# Text passage
○ ○ ○ ○ ○ ○ ○

I have some ideas for a game that I've been kicking around for awhile and I know it's missing some key pieces to pull it together. I thought I'd post it here and see what comes of it. I know it's a rather large post but any help would be greatly appreciated.

The reader's digest version of the game:
Players are archaeologists trying to get an artifact from a temple (think indiana jones). They have to take actions exploring, translating writing, clearing debris, and other archaeologisty things. The twist is that some bad guys are coming to try and steal the artifact from the archaeologists and one of the archaeologists is actually a thief in disguise. The thief tries to sabotage the actions of the good guys in order to help the bad guys get to the temple. Failed actions and some other events let the bad guys get one space closer to the temple. The game ends when either the archaeologists retrieve the artifact and escape, or the bad guys reach the temple. The archaeologists win in the first scenario, the thief wins in the second.

Some mechanics:

Players keep a hand of cards with basic icons printed on them representing searching, climbing, digging, study, translation, etc. A card will have multiple icons printed on it (i.e. three dig icons and one climbing) Each action taken involves drawing an event card and paying the icon cost (i.e. player takes an exploration action and draws a card that says "collapsed hallway" and will have a cost of five digging or whatever. The player then plays cards with enough digging icons on them to pay the cost or they fail the action.

Some actions require a group effort. When an action like this is undertaken, each player passes a card face down to the player that began the action in order to help with the cost of the card. They may pass whichever card they choose (this is one way that the thief can subvert the actions of the group)

Each completed action card helps to lessen the final gauntlet in the treasure room (again, think indiana jones). Each glyph translated helps to read warnings later, each hallway explored helps with the escape route, each trap disarmed, etc. etc.

The final treasure room needs to be first discovered using exploration. The way I envision exploration is by starting with one tile that has three paths to travel. Each exploration action adds a tile to the pathways. Tiles are randomly drawn and can be dead ends or have other branching paths etc. Each path tile will have icons on them that will show that there is a glyph to be translated or a possible trap to disarm etc. I haven't decided if the treasure room will be a random tile or automatically discovered after a certain amount of actions.

The Thief:
I have an idea for determining the thief that would allow everyone to discover who the thief is as the game progresses. The thief wouldn't even know that they were the thief until they begin to discover it later (not sure how that might fit thematically but I like the concept). Everyone gets a few "identity cards" with a unique symbol on them and those are placed face down in front of the players. There are corresponding symbol tokens that are placed face down in a square pattern and one of them is removed. The person with the card matching the removed token is the thief.

○ ○ ○ ○ ○ ○ ○

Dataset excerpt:
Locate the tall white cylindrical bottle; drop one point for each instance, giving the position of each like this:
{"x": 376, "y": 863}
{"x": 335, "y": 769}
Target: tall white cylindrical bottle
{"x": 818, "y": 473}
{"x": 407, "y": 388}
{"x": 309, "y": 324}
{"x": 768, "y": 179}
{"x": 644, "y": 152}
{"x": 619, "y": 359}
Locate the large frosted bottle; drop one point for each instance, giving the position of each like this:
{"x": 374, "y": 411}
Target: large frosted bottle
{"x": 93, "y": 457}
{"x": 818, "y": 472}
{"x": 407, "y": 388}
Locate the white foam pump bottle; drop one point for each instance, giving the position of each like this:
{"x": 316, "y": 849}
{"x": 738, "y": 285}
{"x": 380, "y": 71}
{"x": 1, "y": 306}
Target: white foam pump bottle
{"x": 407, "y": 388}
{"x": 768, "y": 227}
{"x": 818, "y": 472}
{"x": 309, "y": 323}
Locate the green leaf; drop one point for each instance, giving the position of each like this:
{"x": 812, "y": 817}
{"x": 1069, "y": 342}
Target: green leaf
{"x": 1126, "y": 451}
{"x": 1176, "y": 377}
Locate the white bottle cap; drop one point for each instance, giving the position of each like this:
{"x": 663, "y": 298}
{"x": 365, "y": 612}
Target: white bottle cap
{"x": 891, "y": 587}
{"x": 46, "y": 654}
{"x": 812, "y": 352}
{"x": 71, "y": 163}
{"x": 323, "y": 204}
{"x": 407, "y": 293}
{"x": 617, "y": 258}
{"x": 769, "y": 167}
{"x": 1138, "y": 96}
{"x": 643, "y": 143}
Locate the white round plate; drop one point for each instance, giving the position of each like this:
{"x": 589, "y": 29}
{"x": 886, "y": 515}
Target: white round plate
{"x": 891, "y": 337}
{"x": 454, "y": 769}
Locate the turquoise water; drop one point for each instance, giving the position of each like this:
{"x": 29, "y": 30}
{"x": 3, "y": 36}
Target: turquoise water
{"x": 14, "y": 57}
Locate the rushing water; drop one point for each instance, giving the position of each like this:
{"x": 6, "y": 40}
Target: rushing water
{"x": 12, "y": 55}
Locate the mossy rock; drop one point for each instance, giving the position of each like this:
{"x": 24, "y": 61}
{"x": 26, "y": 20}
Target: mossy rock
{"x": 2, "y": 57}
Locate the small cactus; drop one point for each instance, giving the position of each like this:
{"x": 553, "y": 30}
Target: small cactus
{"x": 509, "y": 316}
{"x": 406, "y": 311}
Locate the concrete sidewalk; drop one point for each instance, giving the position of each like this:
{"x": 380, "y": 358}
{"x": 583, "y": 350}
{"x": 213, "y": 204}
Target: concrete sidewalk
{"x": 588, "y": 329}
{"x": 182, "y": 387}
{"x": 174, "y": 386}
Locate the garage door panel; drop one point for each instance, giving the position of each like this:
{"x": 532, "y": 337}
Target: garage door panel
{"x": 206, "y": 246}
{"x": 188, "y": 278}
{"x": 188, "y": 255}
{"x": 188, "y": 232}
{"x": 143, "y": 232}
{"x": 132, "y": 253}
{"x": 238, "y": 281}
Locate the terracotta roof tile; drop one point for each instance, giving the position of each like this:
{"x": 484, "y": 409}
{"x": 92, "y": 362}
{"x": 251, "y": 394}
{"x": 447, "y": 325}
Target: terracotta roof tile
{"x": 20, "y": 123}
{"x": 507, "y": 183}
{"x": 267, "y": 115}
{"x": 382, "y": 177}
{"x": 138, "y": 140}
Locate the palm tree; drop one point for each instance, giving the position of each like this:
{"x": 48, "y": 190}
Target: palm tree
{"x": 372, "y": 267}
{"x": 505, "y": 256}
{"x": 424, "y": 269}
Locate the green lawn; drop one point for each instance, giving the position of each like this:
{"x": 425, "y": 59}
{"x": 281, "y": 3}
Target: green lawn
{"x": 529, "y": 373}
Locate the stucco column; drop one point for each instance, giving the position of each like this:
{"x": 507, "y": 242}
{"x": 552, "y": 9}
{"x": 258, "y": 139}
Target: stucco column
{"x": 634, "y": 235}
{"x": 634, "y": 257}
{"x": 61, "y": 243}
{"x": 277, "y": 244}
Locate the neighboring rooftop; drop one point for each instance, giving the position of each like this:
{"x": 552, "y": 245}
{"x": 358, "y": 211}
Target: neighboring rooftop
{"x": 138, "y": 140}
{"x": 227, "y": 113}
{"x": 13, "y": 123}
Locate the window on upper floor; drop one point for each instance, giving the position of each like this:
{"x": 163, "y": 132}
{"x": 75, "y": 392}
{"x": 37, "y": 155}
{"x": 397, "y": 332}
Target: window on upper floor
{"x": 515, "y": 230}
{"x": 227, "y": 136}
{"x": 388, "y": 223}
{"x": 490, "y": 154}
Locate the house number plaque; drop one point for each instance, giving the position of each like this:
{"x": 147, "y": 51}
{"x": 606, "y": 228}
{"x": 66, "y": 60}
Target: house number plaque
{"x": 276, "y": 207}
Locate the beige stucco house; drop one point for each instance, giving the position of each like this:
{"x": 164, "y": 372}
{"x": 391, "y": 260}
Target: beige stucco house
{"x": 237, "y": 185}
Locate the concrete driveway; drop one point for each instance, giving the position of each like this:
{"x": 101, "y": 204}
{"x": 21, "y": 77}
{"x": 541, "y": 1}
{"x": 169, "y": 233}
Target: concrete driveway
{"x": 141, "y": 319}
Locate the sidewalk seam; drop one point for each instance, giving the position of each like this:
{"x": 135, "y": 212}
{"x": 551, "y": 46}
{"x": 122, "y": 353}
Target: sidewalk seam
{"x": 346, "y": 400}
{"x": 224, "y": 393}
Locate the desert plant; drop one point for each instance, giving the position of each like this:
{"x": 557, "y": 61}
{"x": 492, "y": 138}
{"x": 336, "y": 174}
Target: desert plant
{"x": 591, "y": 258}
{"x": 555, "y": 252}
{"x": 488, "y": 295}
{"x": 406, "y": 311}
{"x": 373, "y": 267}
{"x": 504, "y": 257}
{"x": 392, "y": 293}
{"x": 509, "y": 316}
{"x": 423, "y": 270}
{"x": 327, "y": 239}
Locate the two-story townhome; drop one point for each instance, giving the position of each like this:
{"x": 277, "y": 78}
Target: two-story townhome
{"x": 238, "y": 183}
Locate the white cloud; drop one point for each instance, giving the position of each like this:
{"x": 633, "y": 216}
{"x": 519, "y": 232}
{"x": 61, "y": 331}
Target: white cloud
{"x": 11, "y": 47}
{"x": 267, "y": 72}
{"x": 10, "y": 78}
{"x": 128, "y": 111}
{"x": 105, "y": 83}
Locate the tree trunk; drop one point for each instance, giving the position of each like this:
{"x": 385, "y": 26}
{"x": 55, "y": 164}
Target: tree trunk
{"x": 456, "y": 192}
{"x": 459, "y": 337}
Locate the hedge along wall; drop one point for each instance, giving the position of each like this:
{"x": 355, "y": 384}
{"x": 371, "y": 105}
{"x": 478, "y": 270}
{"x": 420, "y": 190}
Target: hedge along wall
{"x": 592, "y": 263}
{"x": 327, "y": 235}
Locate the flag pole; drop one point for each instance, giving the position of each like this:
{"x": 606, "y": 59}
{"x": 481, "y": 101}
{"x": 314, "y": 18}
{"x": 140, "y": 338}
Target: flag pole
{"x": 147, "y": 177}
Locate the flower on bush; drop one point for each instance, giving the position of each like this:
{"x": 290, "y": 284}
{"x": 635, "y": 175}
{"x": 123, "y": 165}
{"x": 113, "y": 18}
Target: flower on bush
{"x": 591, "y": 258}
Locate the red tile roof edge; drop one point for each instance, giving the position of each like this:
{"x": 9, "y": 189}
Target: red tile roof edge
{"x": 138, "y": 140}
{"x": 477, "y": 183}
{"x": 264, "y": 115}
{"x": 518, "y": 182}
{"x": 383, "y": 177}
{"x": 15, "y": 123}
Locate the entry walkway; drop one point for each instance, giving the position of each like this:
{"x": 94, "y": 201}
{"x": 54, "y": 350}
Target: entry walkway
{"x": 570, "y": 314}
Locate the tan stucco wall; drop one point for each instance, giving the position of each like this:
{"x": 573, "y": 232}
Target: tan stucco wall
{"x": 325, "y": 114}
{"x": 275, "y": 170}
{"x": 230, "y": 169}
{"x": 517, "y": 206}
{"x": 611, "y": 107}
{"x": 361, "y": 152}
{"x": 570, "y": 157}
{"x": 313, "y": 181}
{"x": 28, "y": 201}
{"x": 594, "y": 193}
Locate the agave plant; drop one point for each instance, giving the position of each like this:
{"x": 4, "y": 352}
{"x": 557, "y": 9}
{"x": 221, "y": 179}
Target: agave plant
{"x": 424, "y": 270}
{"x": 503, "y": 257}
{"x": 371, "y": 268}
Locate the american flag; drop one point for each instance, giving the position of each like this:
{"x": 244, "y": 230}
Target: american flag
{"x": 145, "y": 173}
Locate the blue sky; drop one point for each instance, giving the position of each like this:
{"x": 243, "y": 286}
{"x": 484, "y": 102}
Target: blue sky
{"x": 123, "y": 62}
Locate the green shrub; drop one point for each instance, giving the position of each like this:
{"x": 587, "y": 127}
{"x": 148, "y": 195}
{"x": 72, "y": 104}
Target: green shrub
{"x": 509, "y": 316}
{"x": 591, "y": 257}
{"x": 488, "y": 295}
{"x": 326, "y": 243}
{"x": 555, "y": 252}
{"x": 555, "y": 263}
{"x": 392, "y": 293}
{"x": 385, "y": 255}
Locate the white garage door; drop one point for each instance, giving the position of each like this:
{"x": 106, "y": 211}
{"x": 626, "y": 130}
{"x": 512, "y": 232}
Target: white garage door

○ ○ ○ ○ ○ ○ ○

# Parts of the exercise
1) Please decide whether each statement agrees with the game design post, answering yes or no and quoting the words of the post that settle it: (a) The thief knows from the start of the game that they are the thief. (b) In a group effort, each player passes a card face down to the player who began the action. (c) A player who cannot pay an event card's icon cost fails the action.
2) In the dataset excerpt, render the stretch of rows that opens with the line containing "Locate the white garage" and closes with the last line of the rows as a JSON list of strings, one string per line and no blank lines.

# Answers
1)
(a) No: "The thief wouldn't even know that they were the thief until they begin to discover it later"
(b) Yes: "each player passes a card face down to the player that began the action"
(c) Yes: "The player then plays cards with enough digging icons on them to pay the cost or they fail the action."

2)
[
  "Locate the white garage door; drop one point for each instance, giving the position of each like this:",
  "{\"x\": 106, \"y\": 211}",
  "{\"x\": 626, \"y\": 130}",
  "{\"x\": 512, \"y\": 232}",
  "Target: white garage door"
]